SHORT PROBLEM
Show each line from the entries below that contains the string "Target".

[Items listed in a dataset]

[start]

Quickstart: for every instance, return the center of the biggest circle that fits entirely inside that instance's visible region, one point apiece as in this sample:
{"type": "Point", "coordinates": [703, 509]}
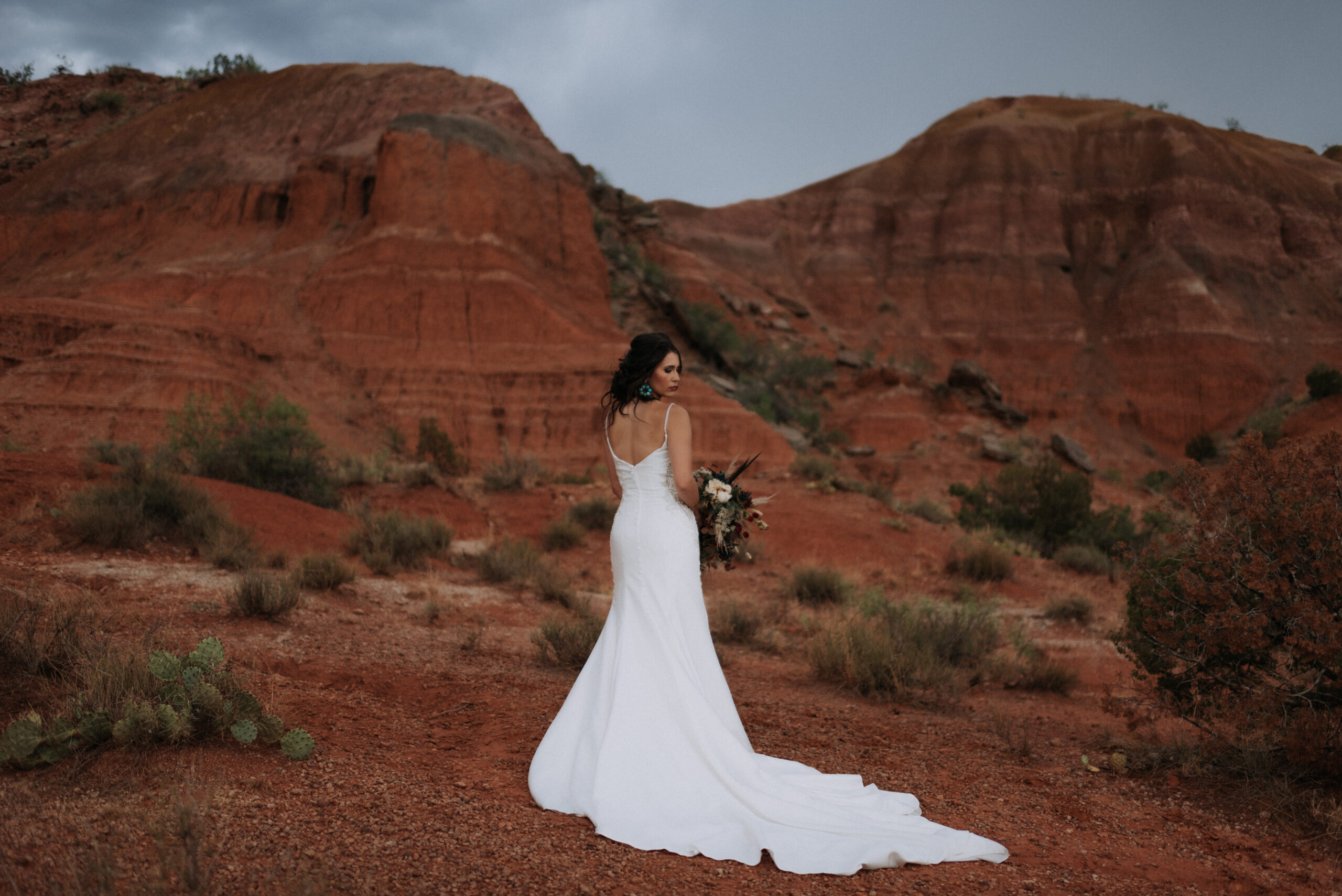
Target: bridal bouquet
{"type": "Point", "coordinates": [727, 510]}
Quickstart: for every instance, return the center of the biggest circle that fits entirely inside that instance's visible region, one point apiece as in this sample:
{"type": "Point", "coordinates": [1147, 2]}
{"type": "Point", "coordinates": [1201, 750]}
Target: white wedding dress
{"type": "Point", "coordinates": [650, 748]}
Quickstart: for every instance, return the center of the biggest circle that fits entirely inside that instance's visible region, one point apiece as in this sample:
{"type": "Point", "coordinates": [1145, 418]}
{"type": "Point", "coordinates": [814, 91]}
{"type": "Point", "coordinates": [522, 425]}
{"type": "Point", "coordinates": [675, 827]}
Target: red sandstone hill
{"type": "Point", "coordinates": [1129, 273]}
{"type": "Point", "coordinates": [377, 243]}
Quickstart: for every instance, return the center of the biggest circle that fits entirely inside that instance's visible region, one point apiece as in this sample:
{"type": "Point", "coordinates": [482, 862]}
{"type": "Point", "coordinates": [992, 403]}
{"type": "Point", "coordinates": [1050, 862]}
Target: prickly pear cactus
{"type": "Point", "coordinates": [164, 666]}
{"type": "Point", "coordinates": [209, 654]}
{"type": "Point", "coordinates": [297, 745]}
{"type": "Point", "coordinates": [269, 729]}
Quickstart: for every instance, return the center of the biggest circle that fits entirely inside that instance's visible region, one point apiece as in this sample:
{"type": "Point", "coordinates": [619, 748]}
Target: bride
{"type": "Point", "coordinates": [648, 743]}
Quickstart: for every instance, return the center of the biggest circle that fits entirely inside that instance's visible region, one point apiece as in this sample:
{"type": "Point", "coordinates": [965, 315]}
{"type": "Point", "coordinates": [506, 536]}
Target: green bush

[end]

FINAL RESULT
Target: bridal bouquet
Target: white wedding dress
Target: red sandstone hill
Target: prickly pear cactus
Target: bride
Target: green bush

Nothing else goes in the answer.